[Written tasks]
1. Write out, word for word, the part of the Solukhumbu trekking post that begins with the words containing "Two weeks ago" and ends with "landscapes and peaks.".
2. Extend the Solukhumbu trekking post by picking up right after its final sentence.

[Excerpted text]
····················

Tag Archives: momos

Trekking in the Solukhumbu: Part I

Two weeks ago I got back from a hike to the Solukhumbu region of Nepal, which is the area of the Himalayas where Mt. Everest is located. A lot of people who go there just go straight up the Everest Base Camp trail (we call these people EBCers), and then they go straight down. While cool, there is so much that you don’t get to see while doing this. So, my brother, Danny, and his girlfriend, Melissa, and I went on a 16 day trek up to Gokyo-Ri, across the Cho-la pass, and then to Island peak, and then back down. (A lollipop route, as Melissa pointed out: we overlapped just the very beginning and the very end.) This way we were able to see incredible views of Everest and Lhotse, as well as incredible, diverse landscapes and peaks.

For reference, a map of our route through the region.
For reference, a map of our route through the region.

To get to the area you have to fly into Lukla airport at 2840m/9,300ft. It is one of the highest airports in the world, but, more importantly, holds the record for being the most dangerous airport in the world. Good things to know before flying in there! Why is it so dangerous? Well, the airstrip is on the side of the mountain, and when landing the plane flies onto a short, uphill runway that points directly into the mountain. And when taking off, well, you are flying off of a cliff. The flights are extremely weather dependent, too, and so if there is too much wind or too many clouds anywhere between Lukla and Kathmandu the flights cant fly. Because of this we were extremely lucky that our flight there not only took off on the day that it was supposed to, but it took off pretty much on time, too! It was a good start to the trip!

Me, Danny, and Melissa on the first day of hiking.
Me, Danny, and Melissa on the first day of hiking.

After landing at Lukla we had a quick lunch before setting off on the first leg of the hike: a four hour hike to Phakding, at 2,610m/8,500ft.

There are long bridges that run between the mountains, high above the river.
There are long bridges that run between the mountains, high above the river.

····················

[Data records]
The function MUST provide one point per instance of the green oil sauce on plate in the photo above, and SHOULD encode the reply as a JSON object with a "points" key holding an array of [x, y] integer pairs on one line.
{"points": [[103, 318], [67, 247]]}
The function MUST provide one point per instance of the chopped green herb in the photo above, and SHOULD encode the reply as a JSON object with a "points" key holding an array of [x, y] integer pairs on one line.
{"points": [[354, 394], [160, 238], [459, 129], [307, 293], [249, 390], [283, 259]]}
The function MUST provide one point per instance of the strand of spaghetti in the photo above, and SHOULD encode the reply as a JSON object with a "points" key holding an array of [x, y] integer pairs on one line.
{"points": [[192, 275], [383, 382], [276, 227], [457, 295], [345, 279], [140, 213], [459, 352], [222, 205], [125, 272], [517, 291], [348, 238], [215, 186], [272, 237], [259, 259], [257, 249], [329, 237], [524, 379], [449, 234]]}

····················

[The replies]
1.
Two weeks ago I got back from a hike to the Solukhumbu region of Nepal, which is the area of the Himalayas where Mt. Everest is located. A lot of people who go there just go straight up the Everest Base Camp trail (we call these people EBCers), and then they go straight down. While cool, there is so much that you don’t get to see while doing this. So, my brother, Danny, and his girlfriend, Melissa, and I went on a 16 day trek up to Gokyo-Ri, across the Cho-la pass, and then to Island peak, and then back down. (A lollipop route, as Melissa pointed out: we overlapped just the very beginning and the very end.) This way we were able to see incredible views of Everest and Lhotse, as well as incredible, diverse landscapes and peaks.

2.
Day 2, a bit longer, took us up to Namche Bazaar, at a more respectable 3,440m/11,200ft. This was the last town where we were able to eat meat (above Namche Bazaar the area is a national park and you are not allowed to kill animals. Because of this, any meat on the menu is carried in by porters from below and therefore is not very fresh), so we ate plenty of buff momos and yak steak, and also took the last hot showers we would take for another week or so! It was quite luxurious.

Namche Bazaar, nestled into the mountainside.
Namche Bazaar, nestled into the mountainside.

Day 3 was an acclimatization day, so we did a day hike from Namche up to the small towns of Khumjung and Khunde.

Our first view of Everest, behind the Lhotse Wall, from a view point near Namche Bazaar.
Our first view of Everest (L), behind the Lhotse Wall (R), from a view point near Namche Bazaar.

Day 4 was another short day, a few (beautiful) hours to Dhole (4,200m/13,800ft), and day 5 was short, too, from Dhole to Machhermo (4,470m/14,600ft). Both of these days were beautiful, taking us around the sides of gorgeous mountains while also following the Dudh Koshi river north up towards the higher mountains and towards Tibet!

Following the river towards the whitecaps.
Following the river towards the whitecaps.

One more short day on Day 6, from Machhermo to Gokyo (4,790m/15,700ft). Gokyo is surrounded by five high altitude lakes, three of which we got to see on our way! They were beautiful, settled into the mountains surrounding them, some frozen over some not.



Day 7 we finally got some of the really amazing views! In the morning we hiked from Gokyo up to Gokyo Ri (5,360m/17,585ft). From there we were able to see amazing panoramic views of Everest, Lhotse, Makalu, and surrounding mountains.

A view from Gokyo Ri


In the afternoon we hiked from Gokyo, across the Ngozumba Glacier to Dragnag (4,700m/15,400ft).

The glacier, as seen from Gokyo Ri
The glacier, as seen from Gokyo Ri


Day 8 was another big day: we woke up early and set off to cross Cho-la pass! This involved a hike to the base of the mountains, across a large snow field, and then up a good deal of boulders and large rocks until we got to the pass. It was difficult, but fun, even though it took a really long time to get to the top. When we finally reached the top of the pass at 5,420m/17,782ft we got views out onto the ice glacier in front of us, and down the steep rocks and snow below us.

Us, at the top of the pass.
Us, at the top of the pass.


Looking back towards Dragnag
Looking back towards Dragnag

The glacier was fun to cross, though difficult at times. It consisted of a lot of testing the snow in front of us, stepping on it and hoping to not fall down into the snow! A lot of times we could take a good number of steps on top of the snow and everything would be fine, and then all of a sudden we would take one more step fall knee- or hip-deep into the snow! I missed out on getting snow this winter, so I personally loved getting to fight my way through the massively deep snow.


Finally, after nearly nine and a half hours of hiking, we made it to our destination: Lobuche (4,910m/16,100ft).

More later on the second half of the trek, and Island Peak!

Moving on, from Lobuche to Chhukung.
Moving on, from Lobuche to Chhukung.

Tihar, Tika, and Traffic Jams (Part I)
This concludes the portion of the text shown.